### EXERCISE TASK
Beginning at the start of the records and continuing through the line with "x=229 y=114", write those lines out again, swapping "Target" for "Object" and changing nothing else.

-- Start DATA SHOWN --

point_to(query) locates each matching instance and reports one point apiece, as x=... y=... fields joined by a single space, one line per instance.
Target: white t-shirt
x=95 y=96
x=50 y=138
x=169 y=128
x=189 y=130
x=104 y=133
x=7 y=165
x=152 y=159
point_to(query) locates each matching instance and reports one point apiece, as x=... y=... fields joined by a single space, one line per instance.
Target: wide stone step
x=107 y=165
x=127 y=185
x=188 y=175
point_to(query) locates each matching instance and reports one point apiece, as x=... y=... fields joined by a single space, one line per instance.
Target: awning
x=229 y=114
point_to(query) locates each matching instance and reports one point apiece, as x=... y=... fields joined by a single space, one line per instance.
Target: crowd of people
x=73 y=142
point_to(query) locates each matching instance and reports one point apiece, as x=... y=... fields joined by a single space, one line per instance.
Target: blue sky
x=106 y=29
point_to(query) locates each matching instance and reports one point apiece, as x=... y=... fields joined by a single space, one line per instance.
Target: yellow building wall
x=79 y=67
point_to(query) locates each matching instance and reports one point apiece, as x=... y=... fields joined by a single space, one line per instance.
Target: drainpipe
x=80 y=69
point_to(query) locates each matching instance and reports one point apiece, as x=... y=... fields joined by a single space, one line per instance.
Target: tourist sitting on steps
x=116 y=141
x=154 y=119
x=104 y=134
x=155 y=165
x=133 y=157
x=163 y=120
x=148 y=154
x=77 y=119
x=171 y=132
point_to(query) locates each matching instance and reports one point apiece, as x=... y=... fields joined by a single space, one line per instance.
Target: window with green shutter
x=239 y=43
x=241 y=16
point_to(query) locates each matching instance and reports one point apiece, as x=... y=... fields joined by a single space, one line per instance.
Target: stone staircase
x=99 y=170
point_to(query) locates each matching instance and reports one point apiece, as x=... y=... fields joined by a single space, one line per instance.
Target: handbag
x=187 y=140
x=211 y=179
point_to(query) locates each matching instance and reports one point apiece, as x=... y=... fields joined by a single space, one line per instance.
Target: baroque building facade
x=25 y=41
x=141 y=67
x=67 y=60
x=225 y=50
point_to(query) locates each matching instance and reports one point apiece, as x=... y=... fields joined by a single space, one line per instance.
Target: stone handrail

-- End DATA SHOWN --

### SOLUTION FOR THIS TASK
point_to(query) locates each matching instance and reports one point apiece, as x=... y=... fields joined by a single space, one line per instance.
Object: white t-shirt
x=95 y=96
x=50 y=138
x=169 y=128
x=189 y=130
x=104 y=133
x=7 y=165
x=152 y=159
point_to(query) locates each matching instance and reports one point apiece, as x=... y=... fields joined by a single space, one line per instance.
Object: wide stone step
x=107 y=165
x=127 y=185
x=188 y=175
point_to(query) locates each matching instance and reports one point apiece, as x=... y=... fields joined by a single space, one line per instance.
Object: awning
x=229 y=114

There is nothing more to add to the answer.